***** Records provided *****

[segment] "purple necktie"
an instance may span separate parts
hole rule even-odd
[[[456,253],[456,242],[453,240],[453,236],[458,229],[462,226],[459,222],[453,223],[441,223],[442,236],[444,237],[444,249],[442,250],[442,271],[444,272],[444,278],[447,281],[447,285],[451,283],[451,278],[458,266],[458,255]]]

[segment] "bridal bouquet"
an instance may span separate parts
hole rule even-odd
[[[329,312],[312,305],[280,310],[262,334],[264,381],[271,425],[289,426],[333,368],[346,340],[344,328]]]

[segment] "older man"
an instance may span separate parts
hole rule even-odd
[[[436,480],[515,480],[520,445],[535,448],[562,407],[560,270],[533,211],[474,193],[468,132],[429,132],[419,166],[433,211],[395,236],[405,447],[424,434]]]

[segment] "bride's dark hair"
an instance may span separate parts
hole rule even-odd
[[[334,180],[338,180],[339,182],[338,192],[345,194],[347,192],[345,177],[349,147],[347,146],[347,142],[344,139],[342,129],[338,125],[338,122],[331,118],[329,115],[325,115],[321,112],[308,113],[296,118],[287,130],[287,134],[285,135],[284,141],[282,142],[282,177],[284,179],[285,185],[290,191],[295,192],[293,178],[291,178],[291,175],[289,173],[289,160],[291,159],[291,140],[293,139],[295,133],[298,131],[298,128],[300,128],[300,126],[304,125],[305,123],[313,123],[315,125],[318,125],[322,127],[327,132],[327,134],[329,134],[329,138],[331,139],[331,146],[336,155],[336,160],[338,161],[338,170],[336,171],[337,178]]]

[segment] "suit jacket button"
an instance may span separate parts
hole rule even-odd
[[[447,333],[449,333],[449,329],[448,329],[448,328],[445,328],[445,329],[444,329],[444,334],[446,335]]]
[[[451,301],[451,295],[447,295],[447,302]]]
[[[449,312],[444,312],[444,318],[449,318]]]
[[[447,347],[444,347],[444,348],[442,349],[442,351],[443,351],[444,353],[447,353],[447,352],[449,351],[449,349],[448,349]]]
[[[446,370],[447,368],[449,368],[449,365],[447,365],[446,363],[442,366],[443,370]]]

*****

#### Your task
Filter the entries down to the lines holding the string "segment". Copy each of those lines.

#### Output
[segment] "purple necktie"
[segment] "bridal bouquet"
[segment] "older man"
[segment] "bride's dark hair"
[segment] "suit jacket button"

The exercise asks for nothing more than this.